%%

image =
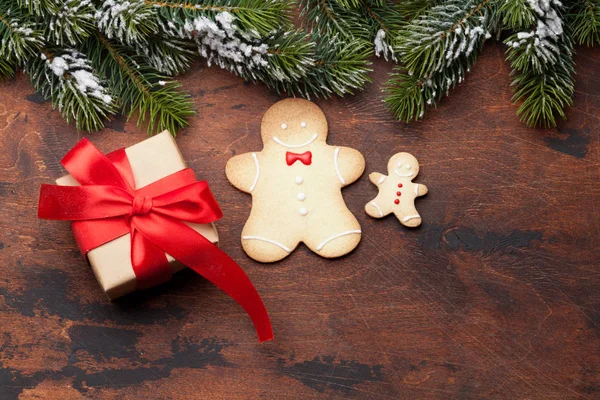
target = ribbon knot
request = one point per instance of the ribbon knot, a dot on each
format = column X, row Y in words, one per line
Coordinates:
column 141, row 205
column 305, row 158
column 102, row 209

%%
%%

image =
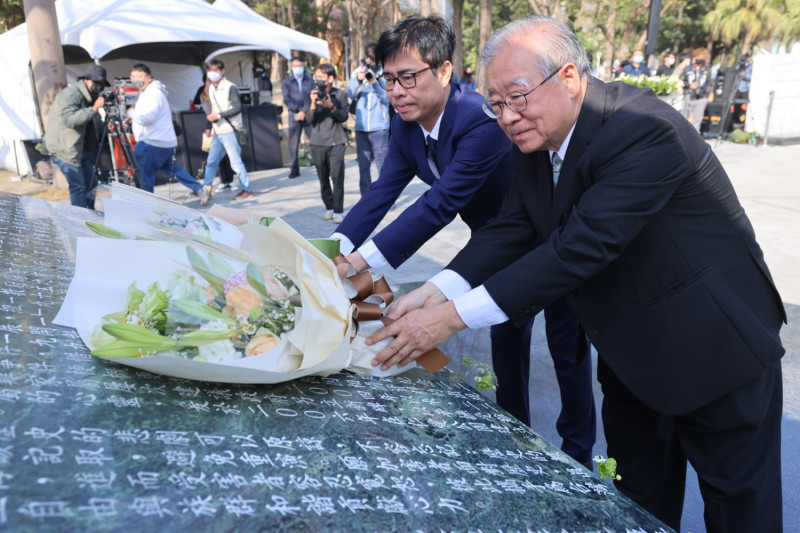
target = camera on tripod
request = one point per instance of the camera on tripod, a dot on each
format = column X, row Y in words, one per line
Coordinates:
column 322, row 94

%%

How many lines of the material above contain the string "each", matching case exactly? Reply with the number alone.

2